## What to do
Two lines below mark the span: the one containing "112L123 116L126 93ZM292" and the one containing "negative clicks: (358, 133) (288, 120)". Set down both, plus every line between, exactly as they stand, and nothing else.

Stored items
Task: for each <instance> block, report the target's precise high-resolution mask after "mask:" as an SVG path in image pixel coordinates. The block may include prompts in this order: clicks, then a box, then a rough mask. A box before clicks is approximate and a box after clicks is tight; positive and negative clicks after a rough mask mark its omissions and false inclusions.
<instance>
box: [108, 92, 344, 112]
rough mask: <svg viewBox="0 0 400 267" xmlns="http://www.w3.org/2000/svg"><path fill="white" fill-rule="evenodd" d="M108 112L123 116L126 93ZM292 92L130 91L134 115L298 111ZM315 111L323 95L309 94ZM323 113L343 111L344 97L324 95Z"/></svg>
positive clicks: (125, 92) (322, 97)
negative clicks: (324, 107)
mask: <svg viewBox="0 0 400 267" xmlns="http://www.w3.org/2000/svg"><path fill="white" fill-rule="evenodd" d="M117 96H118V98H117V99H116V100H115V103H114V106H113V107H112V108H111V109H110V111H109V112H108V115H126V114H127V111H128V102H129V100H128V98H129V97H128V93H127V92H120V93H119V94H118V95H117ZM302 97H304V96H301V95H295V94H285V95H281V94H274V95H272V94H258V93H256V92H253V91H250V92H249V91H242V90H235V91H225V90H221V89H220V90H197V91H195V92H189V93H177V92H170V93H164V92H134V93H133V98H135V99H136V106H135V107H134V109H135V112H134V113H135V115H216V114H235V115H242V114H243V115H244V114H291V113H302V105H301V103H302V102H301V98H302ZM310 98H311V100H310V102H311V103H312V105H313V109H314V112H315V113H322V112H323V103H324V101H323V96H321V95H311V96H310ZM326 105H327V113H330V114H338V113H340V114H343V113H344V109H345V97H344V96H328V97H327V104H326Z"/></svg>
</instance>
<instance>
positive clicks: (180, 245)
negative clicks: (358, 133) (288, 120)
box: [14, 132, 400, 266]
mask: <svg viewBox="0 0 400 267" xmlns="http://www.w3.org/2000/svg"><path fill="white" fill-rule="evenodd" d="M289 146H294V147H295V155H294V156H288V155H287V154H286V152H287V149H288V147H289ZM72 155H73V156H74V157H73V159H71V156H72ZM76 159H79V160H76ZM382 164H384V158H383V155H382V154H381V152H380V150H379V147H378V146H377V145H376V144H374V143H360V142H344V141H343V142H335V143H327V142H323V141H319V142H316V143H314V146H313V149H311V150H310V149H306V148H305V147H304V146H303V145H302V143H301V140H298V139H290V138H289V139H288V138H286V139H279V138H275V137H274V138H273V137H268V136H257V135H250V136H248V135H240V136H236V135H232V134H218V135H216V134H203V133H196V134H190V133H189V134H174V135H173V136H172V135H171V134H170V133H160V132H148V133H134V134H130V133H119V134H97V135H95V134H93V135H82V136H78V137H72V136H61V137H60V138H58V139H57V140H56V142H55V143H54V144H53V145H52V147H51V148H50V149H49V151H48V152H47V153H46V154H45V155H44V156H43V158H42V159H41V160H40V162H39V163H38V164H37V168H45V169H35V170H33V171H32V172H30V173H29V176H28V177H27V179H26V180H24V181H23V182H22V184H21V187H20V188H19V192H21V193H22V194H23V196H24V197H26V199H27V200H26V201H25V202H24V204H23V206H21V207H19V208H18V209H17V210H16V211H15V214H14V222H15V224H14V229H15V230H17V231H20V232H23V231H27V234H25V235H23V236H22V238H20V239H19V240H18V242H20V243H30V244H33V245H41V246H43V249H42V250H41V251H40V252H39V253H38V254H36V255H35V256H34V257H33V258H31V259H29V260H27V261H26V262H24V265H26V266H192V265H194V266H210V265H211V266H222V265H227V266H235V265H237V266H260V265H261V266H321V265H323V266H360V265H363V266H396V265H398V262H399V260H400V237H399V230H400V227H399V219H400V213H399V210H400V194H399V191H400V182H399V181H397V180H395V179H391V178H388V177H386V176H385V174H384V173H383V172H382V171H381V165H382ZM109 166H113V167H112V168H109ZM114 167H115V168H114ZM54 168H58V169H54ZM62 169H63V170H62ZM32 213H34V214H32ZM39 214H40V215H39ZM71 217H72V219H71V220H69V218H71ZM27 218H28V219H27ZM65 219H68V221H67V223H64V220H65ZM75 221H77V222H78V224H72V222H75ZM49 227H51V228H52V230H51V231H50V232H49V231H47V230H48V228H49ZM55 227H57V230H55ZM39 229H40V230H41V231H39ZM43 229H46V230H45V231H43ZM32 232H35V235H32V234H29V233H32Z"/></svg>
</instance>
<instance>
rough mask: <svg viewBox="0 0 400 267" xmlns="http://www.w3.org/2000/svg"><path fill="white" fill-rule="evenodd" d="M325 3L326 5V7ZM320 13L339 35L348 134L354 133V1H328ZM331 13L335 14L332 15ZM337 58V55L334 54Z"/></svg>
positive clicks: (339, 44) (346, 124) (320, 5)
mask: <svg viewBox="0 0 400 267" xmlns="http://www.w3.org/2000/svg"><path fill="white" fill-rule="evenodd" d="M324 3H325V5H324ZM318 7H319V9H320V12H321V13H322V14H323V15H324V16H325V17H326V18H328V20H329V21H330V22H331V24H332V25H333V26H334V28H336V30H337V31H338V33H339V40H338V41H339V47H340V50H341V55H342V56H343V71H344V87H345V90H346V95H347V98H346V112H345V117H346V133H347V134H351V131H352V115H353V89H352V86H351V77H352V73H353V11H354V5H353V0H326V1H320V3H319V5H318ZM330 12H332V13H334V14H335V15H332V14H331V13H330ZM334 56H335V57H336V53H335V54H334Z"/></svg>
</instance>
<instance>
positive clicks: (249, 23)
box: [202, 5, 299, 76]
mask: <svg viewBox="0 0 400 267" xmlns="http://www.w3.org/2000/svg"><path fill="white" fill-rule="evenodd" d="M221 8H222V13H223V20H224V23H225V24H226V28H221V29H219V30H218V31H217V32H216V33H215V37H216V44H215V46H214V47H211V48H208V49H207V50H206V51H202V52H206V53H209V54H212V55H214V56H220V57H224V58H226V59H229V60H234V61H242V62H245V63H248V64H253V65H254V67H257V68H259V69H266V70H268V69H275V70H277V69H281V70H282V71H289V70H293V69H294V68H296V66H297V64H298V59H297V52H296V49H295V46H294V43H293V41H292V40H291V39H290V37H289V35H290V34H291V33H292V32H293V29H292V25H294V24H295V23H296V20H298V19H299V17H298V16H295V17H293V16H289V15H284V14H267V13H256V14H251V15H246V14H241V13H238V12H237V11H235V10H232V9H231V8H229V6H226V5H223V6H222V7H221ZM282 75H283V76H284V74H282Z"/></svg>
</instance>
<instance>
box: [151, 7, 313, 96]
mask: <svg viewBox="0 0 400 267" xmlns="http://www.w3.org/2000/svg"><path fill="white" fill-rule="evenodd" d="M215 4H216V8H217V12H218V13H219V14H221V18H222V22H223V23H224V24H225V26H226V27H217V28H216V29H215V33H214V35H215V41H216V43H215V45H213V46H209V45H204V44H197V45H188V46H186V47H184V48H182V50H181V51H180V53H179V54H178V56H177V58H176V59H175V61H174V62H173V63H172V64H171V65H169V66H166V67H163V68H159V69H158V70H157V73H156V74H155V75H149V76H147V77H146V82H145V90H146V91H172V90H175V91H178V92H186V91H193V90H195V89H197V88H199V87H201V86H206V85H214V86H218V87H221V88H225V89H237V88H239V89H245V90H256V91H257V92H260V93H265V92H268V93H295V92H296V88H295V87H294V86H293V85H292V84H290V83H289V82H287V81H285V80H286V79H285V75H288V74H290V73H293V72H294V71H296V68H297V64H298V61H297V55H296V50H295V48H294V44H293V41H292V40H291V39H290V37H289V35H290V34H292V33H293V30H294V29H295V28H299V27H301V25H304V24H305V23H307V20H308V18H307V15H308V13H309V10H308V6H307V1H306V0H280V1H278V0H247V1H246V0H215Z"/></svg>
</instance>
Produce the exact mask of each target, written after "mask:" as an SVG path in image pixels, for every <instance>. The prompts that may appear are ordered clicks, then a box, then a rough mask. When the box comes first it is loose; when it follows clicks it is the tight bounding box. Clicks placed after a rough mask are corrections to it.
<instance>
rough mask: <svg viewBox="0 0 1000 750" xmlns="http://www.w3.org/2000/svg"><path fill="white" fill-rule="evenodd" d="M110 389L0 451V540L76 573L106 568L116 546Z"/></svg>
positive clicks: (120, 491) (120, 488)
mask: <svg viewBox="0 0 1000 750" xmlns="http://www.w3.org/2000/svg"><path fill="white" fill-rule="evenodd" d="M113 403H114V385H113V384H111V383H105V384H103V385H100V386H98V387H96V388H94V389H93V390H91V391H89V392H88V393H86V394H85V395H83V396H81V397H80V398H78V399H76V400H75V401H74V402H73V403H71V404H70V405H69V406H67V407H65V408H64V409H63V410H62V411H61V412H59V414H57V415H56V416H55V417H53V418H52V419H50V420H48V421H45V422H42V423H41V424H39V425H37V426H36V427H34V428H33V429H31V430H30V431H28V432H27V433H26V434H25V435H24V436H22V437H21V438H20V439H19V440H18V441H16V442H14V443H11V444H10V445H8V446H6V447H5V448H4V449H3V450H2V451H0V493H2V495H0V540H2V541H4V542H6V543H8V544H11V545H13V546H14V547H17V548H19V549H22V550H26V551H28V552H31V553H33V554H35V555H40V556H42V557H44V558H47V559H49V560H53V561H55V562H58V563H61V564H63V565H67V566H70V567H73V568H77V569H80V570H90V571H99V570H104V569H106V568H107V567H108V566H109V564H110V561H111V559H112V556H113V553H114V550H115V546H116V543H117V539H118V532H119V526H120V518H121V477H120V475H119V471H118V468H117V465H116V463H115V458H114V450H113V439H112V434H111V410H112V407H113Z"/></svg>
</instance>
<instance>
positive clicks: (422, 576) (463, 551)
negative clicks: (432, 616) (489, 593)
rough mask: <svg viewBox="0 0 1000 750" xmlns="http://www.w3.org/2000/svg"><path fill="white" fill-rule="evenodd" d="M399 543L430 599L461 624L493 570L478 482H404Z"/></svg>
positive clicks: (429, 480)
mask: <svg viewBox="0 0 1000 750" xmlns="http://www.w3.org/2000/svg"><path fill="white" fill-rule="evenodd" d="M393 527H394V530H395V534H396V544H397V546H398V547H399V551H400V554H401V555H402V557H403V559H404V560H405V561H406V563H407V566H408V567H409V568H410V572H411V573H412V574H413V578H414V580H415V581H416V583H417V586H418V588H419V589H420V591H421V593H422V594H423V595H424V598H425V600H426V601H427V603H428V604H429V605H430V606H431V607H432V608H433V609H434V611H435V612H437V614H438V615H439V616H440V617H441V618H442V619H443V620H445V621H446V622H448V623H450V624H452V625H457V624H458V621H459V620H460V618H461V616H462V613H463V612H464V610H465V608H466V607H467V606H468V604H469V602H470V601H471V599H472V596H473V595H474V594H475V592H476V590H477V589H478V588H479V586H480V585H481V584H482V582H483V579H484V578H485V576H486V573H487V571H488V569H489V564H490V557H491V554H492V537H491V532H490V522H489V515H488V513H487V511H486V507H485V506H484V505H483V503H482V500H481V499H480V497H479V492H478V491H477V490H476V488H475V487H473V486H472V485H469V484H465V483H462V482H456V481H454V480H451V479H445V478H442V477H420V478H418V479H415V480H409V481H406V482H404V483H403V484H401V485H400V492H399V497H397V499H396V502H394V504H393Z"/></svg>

## Solved exercise
rough mask: <svg viewBox="0 0 400 267" xmlns="http://www.w3.org/2000/svg"><path fill="white" fill-rule="evenodd" d="M108 112L123 116L126 93ZM292 92L130 91L134 115L298 111ZM315 111L323 95L309 94ZM323 113L343 111L344 97L324 95Z"/></svg>
positive clicks: (125, 92) (322, 97)
negative clicks: (324, 107)
mask: <svg viewBox="0 0 400 267" xmlns="http://www.w3.org/2000/svg"><path fill="white" fill-rule="evenodd" d="M117 96H118V98H117V99H116V100H115V103H114V106H113V107H112V108H111V109H110V111H109V112H108V115H126V114H127V111H128V102H129V100H128V98H129V97H128V93H127V92H120V93H119V94H118V95H117ZM302 97H304V96H301V95H295V94H285V95H281V94H274V95H272V94H258V93H256V92H253V91H250V92H249V91H242V90H235V91H225V90H221V89H220V90H197V91H195V92H189V93H177V92H170V93H164V92H134V93H133V98H135V99H136V106H135V107H134V109H135V112H134V113H135V115H216V114H235V115H242V114H243V115H244V114H291V113H302V105H301V103H302V102H301V98H302ZM310 98H311V100H310V102H311V103H312V105H313V109H314V112H315V113H322V112H323V103H324V101H323V96H321V95H311V96H310ZM326 105H327V113H330V114H338V113H340V114H343V113H344V109H345V97H344V96H328V97H327V104H326Z"/></svg>
</instance>
<instance>
positive clicks: (180, 245)
negative clicks: (358, 133) (288, 120)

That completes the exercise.